▸ **DATASET RECORDS**:
+++++

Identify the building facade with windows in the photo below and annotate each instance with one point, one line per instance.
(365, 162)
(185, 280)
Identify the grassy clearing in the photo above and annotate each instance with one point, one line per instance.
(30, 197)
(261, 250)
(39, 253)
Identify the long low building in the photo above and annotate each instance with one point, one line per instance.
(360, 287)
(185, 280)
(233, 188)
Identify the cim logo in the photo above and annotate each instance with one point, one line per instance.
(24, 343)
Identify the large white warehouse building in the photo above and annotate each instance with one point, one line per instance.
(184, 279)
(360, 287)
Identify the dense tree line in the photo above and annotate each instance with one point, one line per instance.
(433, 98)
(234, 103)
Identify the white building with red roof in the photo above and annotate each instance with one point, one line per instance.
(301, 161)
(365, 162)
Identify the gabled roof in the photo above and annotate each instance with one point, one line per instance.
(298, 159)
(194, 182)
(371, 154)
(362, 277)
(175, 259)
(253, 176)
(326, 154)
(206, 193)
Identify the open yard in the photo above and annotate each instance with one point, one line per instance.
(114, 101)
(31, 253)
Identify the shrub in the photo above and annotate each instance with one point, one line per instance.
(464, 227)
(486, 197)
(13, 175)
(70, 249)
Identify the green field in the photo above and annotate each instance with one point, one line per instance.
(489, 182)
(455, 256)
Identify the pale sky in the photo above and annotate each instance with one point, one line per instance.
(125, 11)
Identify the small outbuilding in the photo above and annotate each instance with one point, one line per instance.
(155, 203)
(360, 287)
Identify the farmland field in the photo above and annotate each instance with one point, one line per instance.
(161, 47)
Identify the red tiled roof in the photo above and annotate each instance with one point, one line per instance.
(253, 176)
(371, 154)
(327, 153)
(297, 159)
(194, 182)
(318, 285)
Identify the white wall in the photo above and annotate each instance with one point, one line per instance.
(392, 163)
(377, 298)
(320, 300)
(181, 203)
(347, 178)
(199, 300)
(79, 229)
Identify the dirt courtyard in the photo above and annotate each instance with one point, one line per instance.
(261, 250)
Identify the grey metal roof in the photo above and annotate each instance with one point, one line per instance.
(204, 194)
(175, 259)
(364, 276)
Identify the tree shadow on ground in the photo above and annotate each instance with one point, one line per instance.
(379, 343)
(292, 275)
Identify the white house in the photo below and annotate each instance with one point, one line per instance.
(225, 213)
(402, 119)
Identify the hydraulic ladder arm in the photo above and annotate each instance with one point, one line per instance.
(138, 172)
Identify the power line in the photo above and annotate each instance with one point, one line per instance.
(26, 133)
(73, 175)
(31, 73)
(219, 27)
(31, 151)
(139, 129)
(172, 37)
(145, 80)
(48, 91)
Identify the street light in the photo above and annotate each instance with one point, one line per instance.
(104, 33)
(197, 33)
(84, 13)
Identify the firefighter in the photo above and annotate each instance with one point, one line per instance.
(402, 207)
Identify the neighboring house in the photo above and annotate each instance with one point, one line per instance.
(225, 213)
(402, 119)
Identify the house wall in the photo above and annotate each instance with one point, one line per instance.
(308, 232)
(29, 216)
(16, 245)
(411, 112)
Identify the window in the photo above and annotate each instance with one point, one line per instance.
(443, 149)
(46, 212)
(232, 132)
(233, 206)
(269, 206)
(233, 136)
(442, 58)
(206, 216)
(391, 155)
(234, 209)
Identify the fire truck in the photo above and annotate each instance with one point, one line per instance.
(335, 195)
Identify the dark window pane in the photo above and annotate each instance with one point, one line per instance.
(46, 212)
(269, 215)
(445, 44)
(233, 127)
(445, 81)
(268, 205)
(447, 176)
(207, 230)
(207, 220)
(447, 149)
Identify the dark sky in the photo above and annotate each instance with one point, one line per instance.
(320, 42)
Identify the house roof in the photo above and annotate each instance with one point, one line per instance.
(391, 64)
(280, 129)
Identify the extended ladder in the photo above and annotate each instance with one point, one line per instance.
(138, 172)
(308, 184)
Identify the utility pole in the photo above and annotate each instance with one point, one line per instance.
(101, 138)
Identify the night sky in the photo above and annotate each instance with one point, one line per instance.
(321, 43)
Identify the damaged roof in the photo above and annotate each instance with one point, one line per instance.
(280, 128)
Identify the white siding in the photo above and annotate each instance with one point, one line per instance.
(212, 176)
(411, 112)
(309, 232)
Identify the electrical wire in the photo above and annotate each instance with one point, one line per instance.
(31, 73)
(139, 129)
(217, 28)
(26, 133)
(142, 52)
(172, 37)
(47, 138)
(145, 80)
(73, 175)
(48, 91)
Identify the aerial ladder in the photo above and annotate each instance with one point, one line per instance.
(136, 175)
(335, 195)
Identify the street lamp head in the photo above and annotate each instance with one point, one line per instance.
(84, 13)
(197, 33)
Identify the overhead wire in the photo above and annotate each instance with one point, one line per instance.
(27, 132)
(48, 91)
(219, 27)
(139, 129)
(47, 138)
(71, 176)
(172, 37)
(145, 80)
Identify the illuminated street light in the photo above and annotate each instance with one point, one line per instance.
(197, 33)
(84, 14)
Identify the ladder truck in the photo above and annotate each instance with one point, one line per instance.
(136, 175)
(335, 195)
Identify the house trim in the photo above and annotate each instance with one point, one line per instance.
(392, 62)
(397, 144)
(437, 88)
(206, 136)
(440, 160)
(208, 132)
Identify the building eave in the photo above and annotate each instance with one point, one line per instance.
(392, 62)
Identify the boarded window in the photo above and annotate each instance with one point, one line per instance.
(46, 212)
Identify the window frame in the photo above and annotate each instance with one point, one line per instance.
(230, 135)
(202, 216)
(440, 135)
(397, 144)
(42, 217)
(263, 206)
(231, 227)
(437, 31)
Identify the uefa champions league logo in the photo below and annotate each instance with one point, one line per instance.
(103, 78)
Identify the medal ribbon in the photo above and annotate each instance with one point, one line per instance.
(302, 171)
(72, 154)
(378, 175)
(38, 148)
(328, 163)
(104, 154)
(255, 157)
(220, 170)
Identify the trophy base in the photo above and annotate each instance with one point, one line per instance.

+++++

▸ **OBJECTIVE**: Reproduce precisely the span of lines that begins at the line containing "Identify the damaged" and ends with the last line of the listing.

▸ **REPLY**:
Identify the damaged roof in the photo above and annotate each instance with one point, one line per instance.
(280, 128)
Identify the white siding in the photo above and annotate each instance with one point, one line per instance.
(212, 176)
(411, 112)
(309, 232)
Identify the electrical wire in the photo above and annotate each instance with one point, one line per instance.
(31, 73)
(139, 129)
(217, 28)
(26, 133)
(142, 52)
(172, 37)
(47, 138)
(145, 80)
(73, 175)
(48, 91)
Identify the aerial ladder in the photo above and annotate each instance with one point, one line per instance.
(136, 175)
(335, 195)
Identify the street lamp head in the photo above and annotate each instance with one point, one line per instance.
(84, 13)
(197, 33)
Identify the overhead wire in the photo above and annotate each instance with one point, one line per instance.
(27, 132)
(48, 91)
(219, 27)
(139, 129)
(47, 138)
(71, 176)
(172, 37)
(145, 80)
Identify the illuminated street light in the photo above and annotate each instance with one point, one line per instance.
(197, 33)
(84, 14)
Identify the ladder truck in the photo above and annotate each instance with one point, one line per instance.
(136, 175)
(335, 195)
Identify the house trim in the photo above and annotate each instance with one point, one line per instance.
(392, 62)
(397, 144)
(437, 88)
(206, 136)
(440, 160)
(208, 132)
Identify the building eave in the photo above and annotate each instance with one point, one line per instance.
(392, 62)
Identify the boarded window in the photo above and annotate each instance with one point, one line per instance.
(46, 212)
Identify the window frame in the photo above and annotate each instance with one point, one line per instance.
(230, 135)
(202, 216)
(440, 135)
(397, 144)
(42, 217)
(263, 206)
(231, 227)
(437, 31)
Identify the uefa champions league logo in the photo below and annotate each instance with one point, one line per instance.
(103, 78)
Identify the medal ribbon in the photo above and annotate each instance with one point, one line per instance.
(302, 171)
(72, 154)
(378, 175)
(38, 148)
(328, 163)
(104, 154)
(255, 157)
(220, 170)
Identify the trophy base in the photo above and annotate each instance with one point, one line per instance.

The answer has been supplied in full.